[Opening Supplied data section]

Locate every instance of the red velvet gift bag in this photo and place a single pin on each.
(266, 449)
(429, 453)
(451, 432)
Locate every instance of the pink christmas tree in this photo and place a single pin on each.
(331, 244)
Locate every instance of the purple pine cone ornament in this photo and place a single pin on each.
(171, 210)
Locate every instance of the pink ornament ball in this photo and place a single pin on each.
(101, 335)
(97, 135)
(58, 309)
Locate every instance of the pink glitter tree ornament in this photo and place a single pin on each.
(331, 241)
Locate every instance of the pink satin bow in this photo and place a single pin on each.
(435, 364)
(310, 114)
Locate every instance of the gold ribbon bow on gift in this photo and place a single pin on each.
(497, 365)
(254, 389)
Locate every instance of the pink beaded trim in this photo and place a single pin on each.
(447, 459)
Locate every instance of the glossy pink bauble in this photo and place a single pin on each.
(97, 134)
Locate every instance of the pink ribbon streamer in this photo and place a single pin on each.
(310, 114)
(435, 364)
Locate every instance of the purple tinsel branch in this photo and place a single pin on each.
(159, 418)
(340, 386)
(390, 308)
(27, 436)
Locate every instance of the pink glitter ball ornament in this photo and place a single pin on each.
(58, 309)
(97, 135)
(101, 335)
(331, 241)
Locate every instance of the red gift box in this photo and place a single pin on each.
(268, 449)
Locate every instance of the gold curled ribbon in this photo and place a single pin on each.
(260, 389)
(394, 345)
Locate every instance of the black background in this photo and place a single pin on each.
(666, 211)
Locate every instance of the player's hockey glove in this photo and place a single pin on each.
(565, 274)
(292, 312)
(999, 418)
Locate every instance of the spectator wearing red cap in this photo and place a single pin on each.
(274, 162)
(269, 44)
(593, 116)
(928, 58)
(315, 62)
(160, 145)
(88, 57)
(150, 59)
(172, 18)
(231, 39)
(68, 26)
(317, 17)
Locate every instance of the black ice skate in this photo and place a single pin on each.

[Closing Supplied data section]

Your objective: Set the entries above down again, each one exactly as written.

Solution to the problem:
Locate every instance of the red velvet gift bag in this photo and place a single pin on each.
(266, 449)
(429, 453)
(451, 432)
Locate every instance of the pink christmas tree in this photo and place a single pin on each.
(331, 244)
Locate every instance of the purple pine cone ornament in this photo and place a single pin on each.
(171, 210)
Locate every instance of the pink ornament ball in this photo and place a single pin on each.
(101, 335)
(97, 135)
(58, 309)
Locate every instance of the pink glitter tree ornament in this photo and place a single pin on each.
(331, 241)
Locate every instance of the pink satin bow in this photo and place a single pin on each.
(435, 364)
(310, 114)
Locate every instance of the gold ribbon bow on gift in this photo and place a single pin on each.
(497, 365)
(254, 389)
Locate every instance of the pink beaded trim in this photo and place a single pin on each.
(447, 459)
Locate every instance of the glossy pink bauble in this photo and place a single pin on each.
(97, 134)
Locate every instance of the pink ribbon streamer in this photo and place a single pin on each.
(310, 114)
(435, 364)
Locate every instance of the purple tinsel branch in this photo and place a single pin on each.
(159, 418)
(340, 386)
(390, 308)
(27, 436)
Locate every instance of the pink glitter ball ornament in this photo and place a single pin on each.
(58, 309)
(97, 135)
(101, 335)
(331, 241)
Locate every instance of the red gift box in this photo and place a single pin on each.
(268, 449)
Locate every instance of the gold curled ribbon in this photo and place a single pin on each.
(260, 389)
(394, 345)
Locate every instance of the black background in this photo and place a single pin on each.
(666, 211)
Locate every instance of the player's hockey glove in this photo and place a single pin on each.
(565, 274)
(292, 312)
(999, 418)
Locate every instance of the spectator wearing red cap in this photo and place a single pin on each.
(274, 162)
(269, 44)
(593, 116)
(928, 58)
(315, 62)
(160, 145)
(88, 57)
(150, 59)
(172, 18)
(231, 39)
(68, 26)
(317, 17)
Locate every instance of the black ice skate in this photo and place a single pin on each.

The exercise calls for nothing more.